Reading passage
———

Trump Didn't Make Punk Great Again, But Two Classic Bands Rage On

Murray "The Cretin" Acton of Dayglo Abortions knows a thing or two about politics and partying.EXPAND
Murray "The Cretin" Acton of Dayglo Abortions knows a thing or two about politics and partying.
Cat Ashbee

The election of Donald Trump came with many promises. One of these promises, in the eyes of punk rock fans, is that Trump’s victory would, at very least, be good for punk.

Whether that happened is debatable. While new punk rock bands are born, literally, every day, there hasn’t been the same type of proliferation of great, angry music as there was in the early 1980s when Ronald Reagan was elected. Sure, in those days, punk was still relatively new and had not been “pasteurized” for mainstream consumption, but people were not nearly as angry about our president, in those days, as they are now.

A couple of bands that were angry back then are still very angry, and very active now. Canada’s Dayglo Abortions and Detroit’s Negative Approach are two of the standout acts from the early ’80s that still bring a passion, energy, and attitude to the stage today. For old and new punks alike, their combined presence in Scottsdale for a show at Pub Rock Live on July 11 is a chance to see if the promise of great punk rock in the Trump years will be achieved, even if the songs are not necessarily new.

In some ways, the two bands could not be more different. Dayglo Abortions, who started playing in 1979, come from a town in British Columbia, Victoria, that has about 10 percent of the population as Detroit, and about 1 percent of the problems the Motor City is known for, outside of a strong reputation as a mecca for panhandlers. In the almost 40 years Dayglo Abortions have existed, they have cranked out 11 albums and toured extensively when they’ve been allowed in the United States. For some years, there was no Dayglo Abortions shows south of the Canadian border due to difficulty getting a visa, but those days have changed.

———

Data shown
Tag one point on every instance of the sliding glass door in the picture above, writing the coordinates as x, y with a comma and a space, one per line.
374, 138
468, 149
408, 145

———

Aim of the exercise
Write out the stretch of the punk rock article from "The election of" through "good for punk." word for word.

Response below
The election of Donald Trump came with many promises. One of these promises, in the eyes of punk rock fans, is that Trump’s victory would, at very least, be good for punk.